* [INSTRUCTION]: Nothing in the data should change when you return it, but leave the pictures out.
-------- STORED RECORDS --------
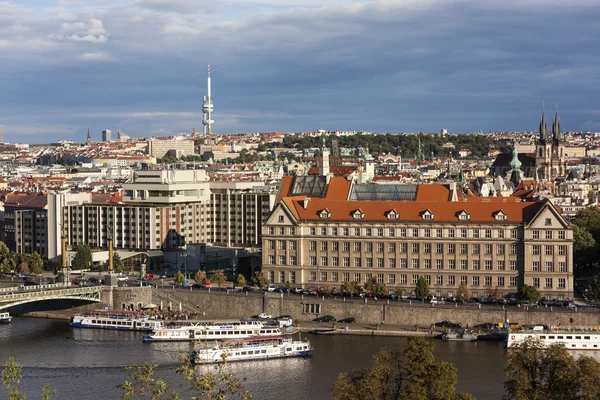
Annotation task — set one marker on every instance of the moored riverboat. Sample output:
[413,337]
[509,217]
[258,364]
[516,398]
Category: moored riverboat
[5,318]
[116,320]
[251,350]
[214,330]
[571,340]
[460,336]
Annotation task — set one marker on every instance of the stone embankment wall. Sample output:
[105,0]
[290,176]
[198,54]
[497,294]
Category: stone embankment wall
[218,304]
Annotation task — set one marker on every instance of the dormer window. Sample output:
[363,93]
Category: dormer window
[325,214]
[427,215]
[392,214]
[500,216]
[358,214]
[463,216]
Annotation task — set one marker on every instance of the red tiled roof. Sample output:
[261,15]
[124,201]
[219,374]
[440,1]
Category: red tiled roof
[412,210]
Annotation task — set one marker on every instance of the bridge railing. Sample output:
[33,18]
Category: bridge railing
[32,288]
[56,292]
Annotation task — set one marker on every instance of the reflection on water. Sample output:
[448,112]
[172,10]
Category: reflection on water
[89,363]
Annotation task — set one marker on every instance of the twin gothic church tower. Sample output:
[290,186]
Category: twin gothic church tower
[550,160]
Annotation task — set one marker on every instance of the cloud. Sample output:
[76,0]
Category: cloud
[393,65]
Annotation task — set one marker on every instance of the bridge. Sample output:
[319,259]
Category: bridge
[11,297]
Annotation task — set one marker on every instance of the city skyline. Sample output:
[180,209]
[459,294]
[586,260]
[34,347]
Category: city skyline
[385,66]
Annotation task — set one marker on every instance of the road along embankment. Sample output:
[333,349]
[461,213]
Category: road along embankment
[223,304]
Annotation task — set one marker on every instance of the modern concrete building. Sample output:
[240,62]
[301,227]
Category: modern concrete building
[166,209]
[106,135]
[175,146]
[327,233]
--------
* [RESULT]:
Annotation task — set one marker on every instance of the moored riverboat. Sample output:
[413,337]
[509,217]
[258,364]
[516,398]
Category: moored riverboat
[5,318]
[116,320]
[251,350]
[214,330]
[571,340]
[460,336]
Annotation task — set one marker on every instance of the stone embankment wall. Sample output:
[105,0]
[290,176]
[198,54]
[497,294]
Category: stone embankment wall
[218,304]
Annotation task — set one marker on every instance of the dormer window. Sample output:
[363,93]
Category: dormer window
[325,214]
[427,215]
[392,214]
[500,216]
[358,214]
[463,216]
Annotation task — set one marker on every instance of the red tiled roof. Sample output:
[261,15]
[124,201]
[219,374]
[440,1]
Category: red tiled roof
[412,210]
Annotation task — set one marker on every instance of the bridge railing. Sample output:
[33,18]
Category: bridge railing
[32,288]
[56,292]
Annotation task — set one marker on every instance of the reflection on water. Sample output:
[448,112]
[172,10]
Category: reflection on water
[89,363]
Annotation task — set one marker on every instance of the twin gothic church tower. Sample output:
[290,186]
Category: twin gothic church tower
[550,160]
Annotation task — set one marker on every instance of the cloud. Sample output:
[76,0]
Category: cloud
[393,65]
Annotation task — set one marker on every instance of the bridge. Sample output:
[319,259]
Category: bridge
[11,297]
Annotation task — set one marker on every instance of the city skyline. Sample output:
[180,209]
[459,294]
[586,260]
[34,347]
Category: city skyline
[385,66]
Annotation task — set one marker on every instance of the road along embankment. Sample output:
[333,349]
[461,213]
Category: road along embankment
[223,304]
Annotation task — set one marker on every instance of the modern concrete building. Sample output:
[240,62]
[301,227]
Category: modern concrete building
[166,209]
[106,135]
[175,146]
[327,233]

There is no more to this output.